Stated problem
Please echo word for word the stretch of rows from their start through the line containing "[(72, 124)]". Leave the pictures out of your answer.

Entries supplied
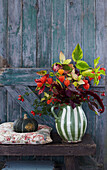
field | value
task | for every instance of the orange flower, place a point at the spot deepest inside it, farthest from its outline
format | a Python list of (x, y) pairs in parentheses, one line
[(39, 84), (67, 83), (50, 80), (86, 86), (43, 79), (61, 78), (61, 71)]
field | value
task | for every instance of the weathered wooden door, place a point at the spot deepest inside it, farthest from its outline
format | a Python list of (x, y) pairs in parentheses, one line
[(32, 33)]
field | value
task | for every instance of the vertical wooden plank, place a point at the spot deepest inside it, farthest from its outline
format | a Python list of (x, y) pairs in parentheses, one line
[(29, 33), (88, 30), (3, 107), (3, 28), (44, 33), (105, 61), (58, 29), (14, 50), (3, 54), (74, 24), (14, 32), (88, 45), (100, 51), (13, 109)]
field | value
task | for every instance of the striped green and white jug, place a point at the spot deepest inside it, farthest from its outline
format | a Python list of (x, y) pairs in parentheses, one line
[(71, 123)]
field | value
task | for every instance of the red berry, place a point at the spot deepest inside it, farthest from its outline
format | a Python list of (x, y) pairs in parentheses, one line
[(22, 100), (19, 98), (86, 86), (99, 77), (33, 113), (103, 94), (67, 83), (100, 110), (50, 80), (39, 84), (61, 78), (43, 79), (103, 69), (85, 81), (88, 97), (55, 100), (90, 78), (48, 101), (93, 72)]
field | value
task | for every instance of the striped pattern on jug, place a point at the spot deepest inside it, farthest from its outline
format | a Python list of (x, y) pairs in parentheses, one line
[(72, 124)]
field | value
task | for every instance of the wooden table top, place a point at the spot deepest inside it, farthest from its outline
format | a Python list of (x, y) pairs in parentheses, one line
[(56, 148)]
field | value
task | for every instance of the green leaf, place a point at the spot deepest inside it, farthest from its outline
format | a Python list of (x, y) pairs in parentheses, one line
[(102, 72), (51, 74), (67, 61), (87, 72), (42, 99), (96, 61), (79, 77), (59, 82), (66, 67), (74, 76), (61, 57), (96, 69), (46, 94), (81, 82), (77, 54), (82, 65), (75, 83), (42, 72)]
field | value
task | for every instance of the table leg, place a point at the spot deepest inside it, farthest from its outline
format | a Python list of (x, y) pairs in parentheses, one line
[(70, 163)]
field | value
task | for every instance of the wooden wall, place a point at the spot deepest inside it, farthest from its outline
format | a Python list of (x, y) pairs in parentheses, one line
[(33, 32)]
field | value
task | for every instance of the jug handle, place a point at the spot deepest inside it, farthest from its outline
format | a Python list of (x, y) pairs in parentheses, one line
[(54, 114)]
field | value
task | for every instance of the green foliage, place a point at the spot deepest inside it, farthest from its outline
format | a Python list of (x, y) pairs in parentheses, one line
[(82, 65), (96, 61), (77, 54)]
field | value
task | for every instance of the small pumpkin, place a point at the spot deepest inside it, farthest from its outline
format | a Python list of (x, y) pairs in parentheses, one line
[(25, 124)]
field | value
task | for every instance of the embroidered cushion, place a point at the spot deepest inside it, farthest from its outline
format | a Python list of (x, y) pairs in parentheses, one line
[(8, 136)]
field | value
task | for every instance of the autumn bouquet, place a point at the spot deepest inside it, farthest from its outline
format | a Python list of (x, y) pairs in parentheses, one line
[(68, 82)]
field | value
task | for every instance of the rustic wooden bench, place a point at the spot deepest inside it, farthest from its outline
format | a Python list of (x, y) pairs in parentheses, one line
[(56, 148)]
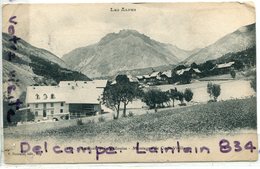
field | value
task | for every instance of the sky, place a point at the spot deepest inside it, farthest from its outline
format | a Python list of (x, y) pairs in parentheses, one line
[(60, 28)]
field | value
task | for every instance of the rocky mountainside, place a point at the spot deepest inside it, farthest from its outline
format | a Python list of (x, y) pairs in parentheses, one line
[(242, 39), (121, 51), (33, 66)]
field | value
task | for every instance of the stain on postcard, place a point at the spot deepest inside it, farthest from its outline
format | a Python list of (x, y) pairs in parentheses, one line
[(101, 83)]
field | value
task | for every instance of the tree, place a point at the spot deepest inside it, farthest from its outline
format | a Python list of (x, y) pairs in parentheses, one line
[(123, 91), (239, 65), (173, 95), (188, 95), (180, 97), (128, 90), (233, 73), (194, 65), (155, 97), (253, 83), (185, 78), (213, 90), (112, 98)]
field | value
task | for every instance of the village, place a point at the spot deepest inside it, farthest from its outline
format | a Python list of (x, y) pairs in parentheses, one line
[(83, 99)]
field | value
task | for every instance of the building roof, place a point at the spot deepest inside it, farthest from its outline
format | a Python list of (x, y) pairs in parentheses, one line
[(132, 79), (139, 77), (167, 73), (67, 91), (196, 70), (146, 76), (154, 74), (180, 72), (224, 65)]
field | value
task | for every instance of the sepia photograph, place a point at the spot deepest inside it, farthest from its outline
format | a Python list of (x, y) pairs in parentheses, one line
[(129, 82)]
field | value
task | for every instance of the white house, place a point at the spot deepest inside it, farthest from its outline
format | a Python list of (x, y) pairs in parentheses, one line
[(69, 99)]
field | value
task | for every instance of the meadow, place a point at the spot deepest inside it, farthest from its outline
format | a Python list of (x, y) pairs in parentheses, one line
[(204, 119)]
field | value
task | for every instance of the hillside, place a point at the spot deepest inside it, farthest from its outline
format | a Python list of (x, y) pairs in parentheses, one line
[(33, 66), (205, 119), (121, 51), (239, 40)]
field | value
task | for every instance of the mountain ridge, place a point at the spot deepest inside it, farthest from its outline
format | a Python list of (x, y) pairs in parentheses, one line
[(238, 40), (113, 52)]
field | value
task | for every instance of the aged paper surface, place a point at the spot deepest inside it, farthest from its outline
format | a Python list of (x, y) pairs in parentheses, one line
[(105, 83)]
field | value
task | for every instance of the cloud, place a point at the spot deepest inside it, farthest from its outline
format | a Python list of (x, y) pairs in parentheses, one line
[(61, 28)]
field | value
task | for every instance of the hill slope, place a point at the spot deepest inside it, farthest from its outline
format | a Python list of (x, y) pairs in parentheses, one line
[(121, 51), (240, 40), (33, 66)]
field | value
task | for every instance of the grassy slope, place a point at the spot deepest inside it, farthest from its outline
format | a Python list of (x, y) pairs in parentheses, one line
[(201, 119)]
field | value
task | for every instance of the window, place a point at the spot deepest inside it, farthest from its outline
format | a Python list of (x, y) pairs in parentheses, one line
[(44, 113), (52, 96), (37, 96), (45, 96)]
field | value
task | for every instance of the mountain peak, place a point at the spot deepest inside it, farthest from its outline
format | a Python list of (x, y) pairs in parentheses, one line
[(123, 34)]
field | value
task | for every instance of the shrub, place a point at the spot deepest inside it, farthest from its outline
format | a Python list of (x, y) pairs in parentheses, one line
[(79, 122), (188, 95), (155, 98), (130, 114), (101, 119), (213, 90)]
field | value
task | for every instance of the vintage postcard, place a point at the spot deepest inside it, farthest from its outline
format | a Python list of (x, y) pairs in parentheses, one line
[(126, 82)]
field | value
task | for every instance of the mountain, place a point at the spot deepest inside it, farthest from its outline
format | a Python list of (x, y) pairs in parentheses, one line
[(33, 66), (237, 41), (181, 54), (125, 50)]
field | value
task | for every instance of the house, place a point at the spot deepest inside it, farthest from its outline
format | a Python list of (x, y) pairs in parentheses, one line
[(69, 99), (146, 78), (166, 75), (154, 76), (193, 72), (223, 68), (140, 78)]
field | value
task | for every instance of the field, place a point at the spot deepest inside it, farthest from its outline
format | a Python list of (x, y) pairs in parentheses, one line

Result of this exercise
field | value
task | for every instance of the orange flower, place a point at the spot deepest inside it, farthest from its outline
format | a Python list of (x, y) pairs in parentheses, one line
[(39, 84), (67, 83), (50, 80), (86, 86), (43, 79), (61, 78), (61, 71)]
field | value
task | for every instance of the weathered wooden door, place a point at the spot deepest inside it, farthest from its outline
format | a Python list of (x, y) pairs in parentheses, one line
[(32, 33)]
field | value
task | for every instance of the vertical wooden plank, place a point at the spot deepest inside it, farthest from its outline
format | a Python list of (x, y) pairs in parentheses, one line
[(29, 33), (88, 30), (3, 107), (3, 28), (44, 33), (105, 61), (58, 29), (14, 50), (3, 54), (74, 24), (14, 32), (88, 45), (100, 51), (13, 109)]
field | value
task | for every instance of the striped green and white jug, place a point at the spot deepest inside it, farthest from its outline
format | a Python list of (x, y) pairs in parentheses, one line
[(71, 123)]
field | value
task | for every instance of the red berry, place a point at the spot deepest inside it, farthest from its outline
format | a Python list of (x, y) pairs in parentheses, one line
[(22, 100), (19, 98), (86, 86), (99, 77), (33, 113), (103, 94), (67, 83), (100, 110), (50, 80), (39, 84), (61, 78), (43, 79), (103, 69), (85, 81), (88, 97), (55, 100), (90, 78), (48, 101), (93, 72)]
field | value
task | for every instance of the striped pattern on jug, place a point at the spot deepest inside it, farthest from its outline
format | a Python list of (x, y) pairs in parentheses, one line
[(72, 124)]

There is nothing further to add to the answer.